TRAVAIL À RÉALISER
Reproduisez à l'identique, dans l'entretien sur le pontificat du pape François, tout ce qui va de « Pour certains observateurs » jusqu'à « Qu’en pensez-vous ? ».

TEXTE À LIRE
****************

François capitule-t-il devant le monde ? Bilan d’un pontificat par M. l’Abbé Davide Pagliarani, supérieur de la FSSPX
Non pas capituler devant ce monde, mais tout récapituler dans le Christ
Entretien avec le Supérieur général de la Fraternité Saint-Pie X sur le pontificat du pape François.
DICI : Monsieur le Supérieur général, cela fait huit ans que le pape François est monté sur le trône de saint Pierre, et à l’occasion de cet anniversaire, vous avez bien voulu nous accorder cet entretien : soyez-en remercié.
Pour certains observateurs du pontificat de François, en particulier pour ceux qui sont attachés à la Tradition, il semble que le combat des idées soit aujourd’hui terminé : selon eux, c’est maintenant la praxis qui domine, c’est-à-dire l’action concrète, inspirée par un pragmatisme de terrain tous azimuts. Qu’en pensez-vous ?
Abbé Pagliarani : Je ne suis pas vraiment certain qu’il faille opposer ainsi action et idées. Le pape François est certainement très pragmatique ; mais étant un homme de gouvernement, il sait parfaitement où il va. Une action de grande ampleur est toujours inspirée par des principes théoriques, par un ensemble d’idées, souvent dominé par une idée centrale à laquelle toute praxis peut et doit être rapportée.

****************

LISTE DES LIGNES
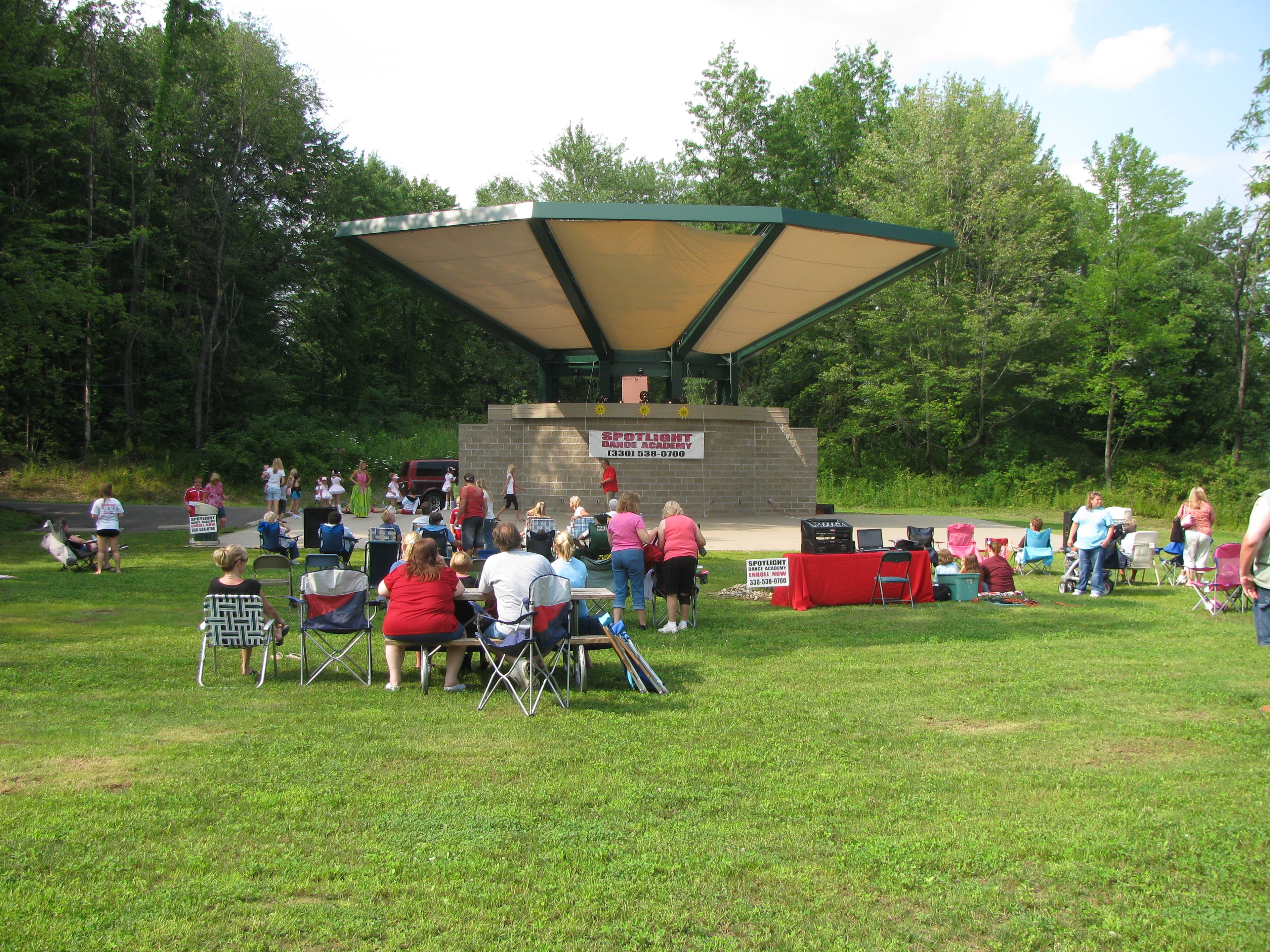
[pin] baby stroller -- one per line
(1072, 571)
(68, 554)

****************

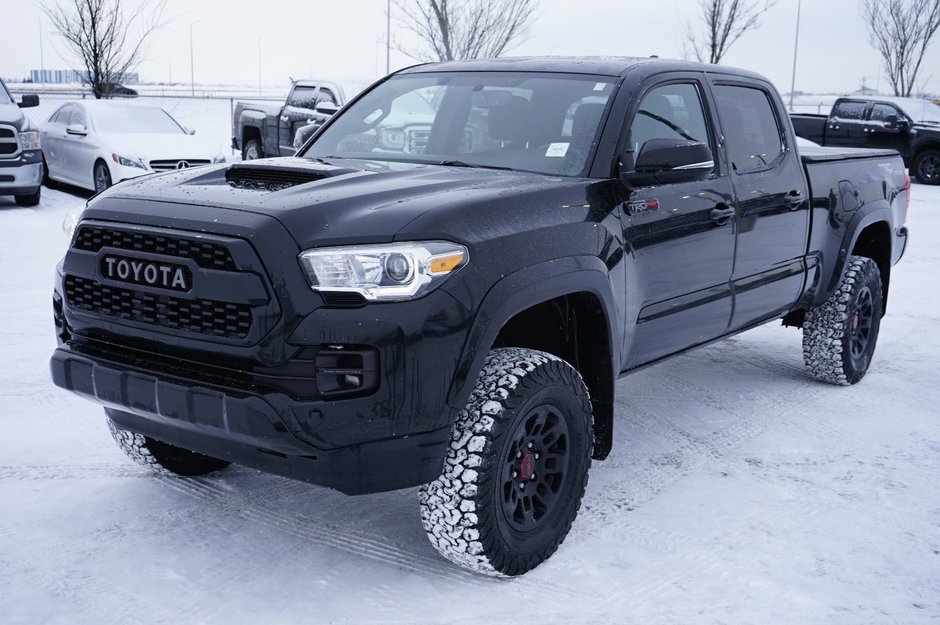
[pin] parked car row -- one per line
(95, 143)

****************

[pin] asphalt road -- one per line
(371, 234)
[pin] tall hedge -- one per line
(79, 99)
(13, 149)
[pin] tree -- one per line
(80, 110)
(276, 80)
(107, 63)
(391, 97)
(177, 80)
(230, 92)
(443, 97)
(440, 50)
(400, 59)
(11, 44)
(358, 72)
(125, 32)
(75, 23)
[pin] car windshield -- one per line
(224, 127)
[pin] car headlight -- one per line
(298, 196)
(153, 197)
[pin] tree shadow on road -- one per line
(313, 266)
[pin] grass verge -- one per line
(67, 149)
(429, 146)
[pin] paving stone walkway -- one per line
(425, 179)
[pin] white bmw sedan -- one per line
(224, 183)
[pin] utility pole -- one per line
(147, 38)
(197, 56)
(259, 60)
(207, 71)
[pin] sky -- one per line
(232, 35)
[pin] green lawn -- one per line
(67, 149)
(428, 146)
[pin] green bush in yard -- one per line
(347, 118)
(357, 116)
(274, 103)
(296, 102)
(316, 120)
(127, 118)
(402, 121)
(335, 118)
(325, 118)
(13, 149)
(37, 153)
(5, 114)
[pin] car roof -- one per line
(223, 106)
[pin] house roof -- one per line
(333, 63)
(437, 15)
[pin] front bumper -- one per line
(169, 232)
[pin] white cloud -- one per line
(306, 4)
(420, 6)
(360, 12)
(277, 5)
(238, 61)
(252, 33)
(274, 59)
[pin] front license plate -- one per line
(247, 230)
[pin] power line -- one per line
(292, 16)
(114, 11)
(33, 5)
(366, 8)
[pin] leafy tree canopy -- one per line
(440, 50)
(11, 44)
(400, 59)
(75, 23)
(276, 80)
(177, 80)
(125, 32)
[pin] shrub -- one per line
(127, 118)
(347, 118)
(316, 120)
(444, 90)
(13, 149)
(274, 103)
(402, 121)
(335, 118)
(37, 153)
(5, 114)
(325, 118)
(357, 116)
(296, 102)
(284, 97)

****************

CORRIGÉ DÉTAILLÉ
Pour certains observateurs du pontificat de François, en particulier pour ceux qui sont attachés à la Tradition, il semble que le combat des idées soit aujourd’hui terminé : selon eux, c’est maintenant la praxis qui domine, c’est-à-dire l’action concrète, inspirée par un pragmatisme de terrain tous azimuts. Qu’en pensez-vous ?